Plaato Keg Management System
On the heels of their thoughtfully designed WiFi-enabled airlock, Norwegian homebrew equipment manufacturer Plaato is back with another digital problem solver. Anyone who does it regularly knows that checking on how much beer is left in a keg of homebrew is not as easy as it sounds. If you happen to serve from a keezer, you’re in luck, but if you use a common kegerator, getting a keg out and up for the ol’ lift test is generally more pain than it’s worth.
Plaato’s system solves that with a very low-profile (1" tall) scale that slides under kegs even in tight spaces. The unit connects to your local WiFi network and communicates with the Plaato app to provide you with plenty of details—including fridge temperature and current volume in the keg—as well as a number of alerts for special situations, such as liquid detection if it senses a leak. The unit can measure how much beer is dispensed in each pour, and it can even alert you any time beer is poured, if you’re concerned about gremlins raiding your keg when you’re not home. Additional alerts can notify you if your kegerator temperature moves outside a desired range.
Data arrive via the smartly designed Plaato app, which integrates any other Plaato devices you may have. The user interface is clean and easy to use.
A USB cord provides power, and the long, flat cable is designed to minimize impact to the seal of your cooler. The build of the unit itself is sturdy, with heavyweight plastic that feels up to the task. In our testing, the unit worked as advertised and needed no maintenance or troubleshooting. Set and forget.
Only one big question remains—is it worth $99 to have real-time information about a keg in your kegerator? If you’re a data junkie like we are, the answer is a no-brainer—of course, it’s worth it to have this volume of diverting info at your fingertips. But for everyday brewers stretching a budget, the utility of tracking pours and remotely monitoring temperature may be worth the cost of entry (manual systems with floating balls and magnets outside the keg are much less functional, but not much cheaper). With temperature controllers on keezers, the old phrase “trust, but verify” is apropos, and the Plaato Keg does just that—serves as a failsafe and early warning system. Now, we’re not sure how we lived without it. —JB
Brew Essence Sensory Training Kits
$79.99 for a six-sample kit, $189.99 for the 24-sample kit, morebeer.com
Sensory training is one of those things we all mean to do, but it typically gets pushed aside for more immediate concerns. It’s also not a one-and-done process, as the palates of even the most experienced tasters shift over time. While there are a few well-known products out there for training on common flavors in beer—both desirable and undesirable—it’s an area that has been ripe for additional development for some time.

◆ **Task description**: Transcribe the part of the keg scale review starting at "Data arrive via" and ending at "Set and forget.".

(Point placement records)
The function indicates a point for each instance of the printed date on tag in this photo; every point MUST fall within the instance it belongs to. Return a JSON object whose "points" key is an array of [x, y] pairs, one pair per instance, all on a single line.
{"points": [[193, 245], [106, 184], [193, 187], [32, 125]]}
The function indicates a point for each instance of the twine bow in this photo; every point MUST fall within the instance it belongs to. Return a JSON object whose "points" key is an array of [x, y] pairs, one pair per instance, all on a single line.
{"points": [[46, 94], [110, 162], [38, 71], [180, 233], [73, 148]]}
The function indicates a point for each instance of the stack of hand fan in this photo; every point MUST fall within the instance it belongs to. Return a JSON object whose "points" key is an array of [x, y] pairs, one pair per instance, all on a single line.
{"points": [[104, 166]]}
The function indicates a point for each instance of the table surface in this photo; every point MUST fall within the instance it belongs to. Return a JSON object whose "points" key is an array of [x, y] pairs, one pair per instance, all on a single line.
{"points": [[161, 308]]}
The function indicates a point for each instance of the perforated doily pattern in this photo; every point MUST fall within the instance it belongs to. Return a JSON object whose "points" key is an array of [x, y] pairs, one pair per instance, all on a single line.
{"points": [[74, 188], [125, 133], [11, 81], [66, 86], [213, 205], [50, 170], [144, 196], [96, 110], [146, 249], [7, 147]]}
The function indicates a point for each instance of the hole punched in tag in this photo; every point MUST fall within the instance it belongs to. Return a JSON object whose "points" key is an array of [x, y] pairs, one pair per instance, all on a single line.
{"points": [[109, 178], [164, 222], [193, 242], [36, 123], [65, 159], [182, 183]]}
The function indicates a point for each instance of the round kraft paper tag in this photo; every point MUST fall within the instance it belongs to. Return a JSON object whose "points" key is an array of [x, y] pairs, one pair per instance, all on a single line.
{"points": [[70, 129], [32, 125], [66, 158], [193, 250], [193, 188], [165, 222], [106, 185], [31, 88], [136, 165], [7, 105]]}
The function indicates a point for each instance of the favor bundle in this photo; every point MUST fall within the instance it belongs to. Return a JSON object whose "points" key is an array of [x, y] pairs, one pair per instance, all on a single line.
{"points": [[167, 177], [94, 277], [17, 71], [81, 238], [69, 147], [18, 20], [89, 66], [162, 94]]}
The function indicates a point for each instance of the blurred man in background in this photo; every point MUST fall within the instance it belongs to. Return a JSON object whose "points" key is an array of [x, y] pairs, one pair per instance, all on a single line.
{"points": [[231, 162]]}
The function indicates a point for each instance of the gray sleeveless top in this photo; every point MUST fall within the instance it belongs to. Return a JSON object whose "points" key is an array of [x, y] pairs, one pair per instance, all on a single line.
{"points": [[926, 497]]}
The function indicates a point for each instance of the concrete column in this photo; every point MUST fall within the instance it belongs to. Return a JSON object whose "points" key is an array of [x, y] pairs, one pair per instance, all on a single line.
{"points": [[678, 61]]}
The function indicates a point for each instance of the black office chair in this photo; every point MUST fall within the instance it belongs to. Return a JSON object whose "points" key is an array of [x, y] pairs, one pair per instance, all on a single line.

◆ **Task response**:
Data arrive via the smartly designed Plaato app, which integrates any other Plaato devices you may have. The user interface is clean and easy to use.
A USB cord provides power, and the long, flat cable is designed to minimize impact to the seal of your cooler. The build of the unit itself is sturdy, with heavyweight plastic that feels up to the task. In our testing, the unit worked as advertised and needed no maintenance or troubleshooting. Set and forget.